* Directions *
Rewrite the listing from the line with "Report the position of each instance of the white" through the end, including both of those lines and every request line. In each answer, scale the marker coordinates by 1.8 and round them to whole numbers, with halves rounding up; leave the numbers in the requests, including their sample markers, unchanged.

* Task inputs *

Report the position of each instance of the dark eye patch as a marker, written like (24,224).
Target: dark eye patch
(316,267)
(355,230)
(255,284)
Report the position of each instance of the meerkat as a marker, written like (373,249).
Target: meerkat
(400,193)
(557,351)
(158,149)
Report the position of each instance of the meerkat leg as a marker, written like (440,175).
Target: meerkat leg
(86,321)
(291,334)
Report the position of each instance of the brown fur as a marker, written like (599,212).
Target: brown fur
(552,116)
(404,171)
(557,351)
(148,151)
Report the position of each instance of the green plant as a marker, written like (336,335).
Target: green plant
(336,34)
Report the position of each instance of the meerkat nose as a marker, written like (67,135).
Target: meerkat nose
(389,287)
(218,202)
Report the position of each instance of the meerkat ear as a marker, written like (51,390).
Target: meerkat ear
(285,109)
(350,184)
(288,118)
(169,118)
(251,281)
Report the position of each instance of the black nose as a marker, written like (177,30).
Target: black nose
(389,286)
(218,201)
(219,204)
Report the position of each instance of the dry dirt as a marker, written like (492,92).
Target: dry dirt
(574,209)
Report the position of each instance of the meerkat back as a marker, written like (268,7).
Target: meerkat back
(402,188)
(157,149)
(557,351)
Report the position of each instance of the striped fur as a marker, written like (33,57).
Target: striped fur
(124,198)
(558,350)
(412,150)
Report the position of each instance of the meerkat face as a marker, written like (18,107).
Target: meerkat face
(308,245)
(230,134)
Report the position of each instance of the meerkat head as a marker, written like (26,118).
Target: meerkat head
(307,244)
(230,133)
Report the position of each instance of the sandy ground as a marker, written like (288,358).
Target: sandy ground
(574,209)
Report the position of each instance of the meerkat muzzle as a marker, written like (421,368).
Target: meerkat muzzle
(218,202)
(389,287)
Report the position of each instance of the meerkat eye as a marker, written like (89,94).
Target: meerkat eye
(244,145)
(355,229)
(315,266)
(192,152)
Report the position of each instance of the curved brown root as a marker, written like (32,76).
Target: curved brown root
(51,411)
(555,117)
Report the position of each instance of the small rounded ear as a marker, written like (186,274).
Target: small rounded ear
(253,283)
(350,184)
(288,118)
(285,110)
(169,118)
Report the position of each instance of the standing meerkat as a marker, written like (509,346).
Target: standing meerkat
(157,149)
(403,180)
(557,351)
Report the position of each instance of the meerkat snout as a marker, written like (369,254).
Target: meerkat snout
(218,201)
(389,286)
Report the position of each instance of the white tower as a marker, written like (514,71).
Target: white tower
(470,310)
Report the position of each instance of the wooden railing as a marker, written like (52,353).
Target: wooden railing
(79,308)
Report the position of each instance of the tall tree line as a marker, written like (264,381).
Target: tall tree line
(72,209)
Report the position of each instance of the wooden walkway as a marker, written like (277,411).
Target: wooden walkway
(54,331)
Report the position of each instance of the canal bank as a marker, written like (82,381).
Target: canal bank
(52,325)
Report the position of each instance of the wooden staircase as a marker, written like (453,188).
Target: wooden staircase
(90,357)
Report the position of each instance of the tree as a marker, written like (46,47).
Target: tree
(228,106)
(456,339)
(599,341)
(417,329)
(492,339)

* Response to the task *
Report the position of each instance of the white tower as a marker, written like (514,71).
Target: white tower
(846,558)
Report the position of each instance of the wooden railing as a marker, written like (52,353).
Target: wooden railing
(142,554)
Report the position of each instance of the tall tree line as a marker, written like (264,381).
Target: tall tree line
(130,376)
Report the position of each instance of the wooden walkway as a marker, written like (277,411).
Target: wooden walkway
(97,596)
Report the position of each instance of the canal bank as a marker, written like (82,381).
Target: canal bank
(94,585)
Report the position of each instance of the wooden staircase as a marker, written like (453,188).
Target: wooden staircase
(162,643)
Report the position of each instance of the tree as a marker, written like (46,47).
Target: tree
(410,191)
(821,610)
(1078,614)
(751,592)
(886,610)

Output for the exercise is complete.